## WRITTEN INSTRUCTION
Rewrite the records below, changing every occurrence of "innermost" to "most central" and keeping all other text the same.

## DATA PROVIDED

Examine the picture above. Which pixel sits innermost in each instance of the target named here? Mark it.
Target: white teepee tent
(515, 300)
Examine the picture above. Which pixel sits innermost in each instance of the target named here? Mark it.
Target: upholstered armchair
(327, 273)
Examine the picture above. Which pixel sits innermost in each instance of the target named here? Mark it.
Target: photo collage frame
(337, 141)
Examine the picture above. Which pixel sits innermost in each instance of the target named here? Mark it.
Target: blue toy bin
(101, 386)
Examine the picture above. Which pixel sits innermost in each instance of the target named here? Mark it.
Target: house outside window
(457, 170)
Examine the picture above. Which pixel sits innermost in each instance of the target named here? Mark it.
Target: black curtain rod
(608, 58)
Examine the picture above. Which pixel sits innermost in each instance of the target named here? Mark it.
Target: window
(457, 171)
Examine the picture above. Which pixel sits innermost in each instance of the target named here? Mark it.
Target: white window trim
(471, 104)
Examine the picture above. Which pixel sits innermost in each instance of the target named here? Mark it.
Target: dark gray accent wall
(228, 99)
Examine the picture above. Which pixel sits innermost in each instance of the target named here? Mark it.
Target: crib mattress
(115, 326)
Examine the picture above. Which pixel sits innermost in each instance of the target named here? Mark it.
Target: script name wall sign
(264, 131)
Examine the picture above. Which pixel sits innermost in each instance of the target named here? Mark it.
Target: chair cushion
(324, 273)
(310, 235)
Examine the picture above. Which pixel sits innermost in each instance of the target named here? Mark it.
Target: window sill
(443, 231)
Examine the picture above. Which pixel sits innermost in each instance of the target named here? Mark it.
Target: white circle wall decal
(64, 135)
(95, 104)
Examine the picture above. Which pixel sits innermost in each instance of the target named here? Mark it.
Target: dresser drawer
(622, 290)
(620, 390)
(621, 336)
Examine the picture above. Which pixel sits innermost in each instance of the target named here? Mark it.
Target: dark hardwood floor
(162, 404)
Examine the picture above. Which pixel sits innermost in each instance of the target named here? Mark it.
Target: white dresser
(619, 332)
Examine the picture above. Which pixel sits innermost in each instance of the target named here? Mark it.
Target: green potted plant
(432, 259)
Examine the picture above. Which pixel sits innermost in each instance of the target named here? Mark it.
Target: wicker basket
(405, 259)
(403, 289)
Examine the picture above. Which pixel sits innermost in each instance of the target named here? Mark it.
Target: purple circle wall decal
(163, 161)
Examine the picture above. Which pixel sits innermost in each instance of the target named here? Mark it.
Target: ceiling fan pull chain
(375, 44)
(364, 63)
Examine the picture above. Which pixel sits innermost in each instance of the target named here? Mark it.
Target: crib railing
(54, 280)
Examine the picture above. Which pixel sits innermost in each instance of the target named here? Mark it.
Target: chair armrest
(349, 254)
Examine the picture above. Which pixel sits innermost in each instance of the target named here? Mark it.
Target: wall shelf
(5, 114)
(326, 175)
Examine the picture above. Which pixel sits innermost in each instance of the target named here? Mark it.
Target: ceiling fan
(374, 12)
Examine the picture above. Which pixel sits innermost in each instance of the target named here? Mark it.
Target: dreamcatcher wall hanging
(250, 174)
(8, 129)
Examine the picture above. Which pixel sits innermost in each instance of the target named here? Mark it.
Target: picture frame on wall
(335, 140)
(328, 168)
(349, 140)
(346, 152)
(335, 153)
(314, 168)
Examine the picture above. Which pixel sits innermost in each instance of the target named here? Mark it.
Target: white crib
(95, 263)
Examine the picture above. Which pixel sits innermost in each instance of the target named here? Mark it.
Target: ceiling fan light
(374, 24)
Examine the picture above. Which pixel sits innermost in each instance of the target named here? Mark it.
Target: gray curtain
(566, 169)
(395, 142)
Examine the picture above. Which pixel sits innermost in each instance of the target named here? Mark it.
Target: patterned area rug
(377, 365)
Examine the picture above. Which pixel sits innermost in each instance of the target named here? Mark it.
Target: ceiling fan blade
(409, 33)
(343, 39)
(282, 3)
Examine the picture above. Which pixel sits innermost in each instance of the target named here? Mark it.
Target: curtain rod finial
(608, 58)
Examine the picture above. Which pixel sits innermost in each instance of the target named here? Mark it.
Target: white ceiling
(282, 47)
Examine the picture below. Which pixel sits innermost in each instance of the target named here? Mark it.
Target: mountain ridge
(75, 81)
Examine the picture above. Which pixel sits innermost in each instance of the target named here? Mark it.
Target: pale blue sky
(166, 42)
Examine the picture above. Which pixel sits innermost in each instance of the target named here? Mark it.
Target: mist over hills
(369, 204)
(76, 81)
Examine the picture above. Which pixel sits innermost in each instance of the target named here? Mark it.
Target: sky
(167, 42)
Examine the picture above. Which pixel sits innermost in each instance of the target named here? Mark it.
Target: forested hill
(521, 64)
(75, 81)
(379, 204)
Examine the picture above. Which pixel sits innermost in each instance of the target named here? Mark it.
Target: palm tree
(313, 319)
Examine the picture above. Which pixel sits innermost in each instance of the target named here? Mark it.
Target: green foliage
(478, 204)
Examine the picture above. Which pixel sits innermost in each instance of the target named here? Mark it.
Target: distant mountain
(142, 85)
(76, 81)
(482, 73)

## WRITTEN REPLY
Examine the picture above. Which pixel sits most central in each instance of the target named here? Mark it.
Target: white teepee tent
(515, 300)
Examine the picture above. Which pixel sits most central in each instance of the target named here? Mark it.
Target: upholstered armchair
(327, 273)
Examine the picture above. Which pixel sits most central in each instance of the target named here? Mark it.
Target: photo collage frame
(337, 141)
Examine the picture above. Which pixel sits most central in each instance of the target named here? Mark it.
Target: blue toy bin
(101, 386)
Examine the picture above. Which pixel sits most central in each instance of the target named here? Mark it.
Target: house outside window
(457, 170)
Examine the picture above. Which pixel sits most central in each instance of the target named here? Mark it.
Target: black curtain rod
(608, 58)
Examine the picture above. Which pixel sits most central in each instance of the target named here? Mark it.
Target: window
(457, 171)
Examine the picture above. Which pixel sits most central in each instance of the target named here? Mark it.
Target: white window trim
(471, 104)
Examine the picture above. Which pixel sits most central in each instance of the target named here? Mark it.
Target: dark gray accent wall
(228, 99)
Examine the picture above. Which pixel sits most central in each instance of the target named here? Mark it.
Target: crib mattress
(115, 326)
Examine the picture above. Which pixel sits most central in each instance of the target named here? Mark it.
Target: script name wall sign
(264, 131)
Examine the picture above. Which pixel sits most central in each instance of the target named here? Mark it.
Target: chair cushion
(324, 273)
(310, 235)
Examine the picture above. Which pixel sits most central in each instance of the target named here? Mark it.
Target: window sill
(443, 231)
Examine the picture above. Which pixel sits most central in each instance of the target named here? Mark it.
Target: white circle wall decal
(64, 135)
(95, 104)
Examine the picture above. Which pixel sits most central in each instance of the target named here? Mark it.
Target: dresser drawer
(622, 290)
(620, 390)
(621, 336)
Examine the picture above. Which pixel sits most central in each instance of the target named here? Mark it.
Target: dark hardwood floor
(162, 404)
Examine the picture above. Which pixel sits most central in each instance of the target named here? Mark it.
Target: white dresser
(619, 332)
Examine the picture above. Which pixel sits most central in each instance of the target named here? Mark it.
Target: green potted plant
(432, 259)
Examine the picture above. Which pixel sits most central in each instance of the target named here? Mark it.
Target: wicker basket
(405, 259)
(403, 289)
Examine the picture above. Which pixel sits most central in each instance of the target named here? Mark it.
Target: purple circle wall decal
(163, 161)
Examine the picture above. Which pixel sits most central in each instance of the target named here? Mark it.
Target: ceiling fan pull chain
(375, 44)
(364, 63)
Examine the picture above. Which pixel sits most central in each instance of the target named here? Mark it.
Target: crib railing
(54, 280)
Examine the picture above. Which pixel sits most central in each instance of the target named here? Mark it.
Target: chair armrest
(349, 254)
Examine the picture above. Which pixel sits most central in each instance of the target named here? Mark it.
Target: wall shelf
(5, 114)
(326, 175)
Examine the picture above. Which pixel sits most central in each instance of the target named here? Mark it.
Target: ceiling fan
(374, 12)
Examine the picture above. Which pixel sits most central in each instance of the target named here? Mark it.
Target: dreamcatcher wall hanging
(250, 174)
(8, 129)
Examine the picture above. Which pixel sits most central in each instance of the target named here? Mark it.
Target: picture frame on wall
(335, 140)
(328, 168)
(349, 140)
(346, 152)
(335, 153)
(314, 168)
Examine the picture above. Which pixel sits most central in each instance of the target named here? Mark it.
Target: white crib
(95, 263)
Examine the picture above. Which pixel sits most central in each instance of the target named here? Mark it.
Target: ceiling fan light
(374, 24)
Examine the picture above. Which pixel sits most central in each instance of the target named here? Mark it.
Target: gray curtain
(566, 169)
(395, 142)
Examine the picture above. Which pixel sits most central in each instance of the target named here? Mark it.
Target: patterned area rug
(377, 365)
Examine the picture above. Which pixel sits most central in each instance of the target named here? Mark it.
Target: ceiling fan blade
(409, 33)
(343, 39)
(282, 3)
Examine the picture above. Which pixel sits most central in each instance of the target named here? Mark it.
Target: curtain rod finial
(608, 58)
Examine the picture above. Which pixel sits most central in each instance of the target named here? Mark it.
Target: white ceiling
(282, 47)
Examine the picture below. Which pixel sits most central in each instance of the target named here? Mark it.
Target: mountain ridge
(75, 81)
Examine the picture above. Which pixel sits most central in each instance of the target named here? Mark it.
Target: pale blue sky
(166, 42)
Examine the picture above. Which pixel sits most central in each instance of the target named here? Mark it.
Target: mist over hills
(369, 204)
(76, 81)
Examine the picture above. Which pixel sits most central in each instance of the target named here? Mark it.
Target: sky
(167, 42)
Examine the picture above. Which pixel sits most central in each instance of the target named here? Mark it.
Target: forested hill
(521, 64)
(75, 81)
(379, 204)
Examine the picture above. Which pixel sits most central in each instance of the target named here? Mark it.
Target: palm tree
(313, 319)
Examine the picture above. Which pixel sits most central in each instance of the target named here? Mark it.
Target: green foliage
(478, 204)
Examine the picture above. Which pixel sits most central in each instance of the target named here? Mark it.
Target: distant mountain
(142, 85)
(76, 81)
(482, 73)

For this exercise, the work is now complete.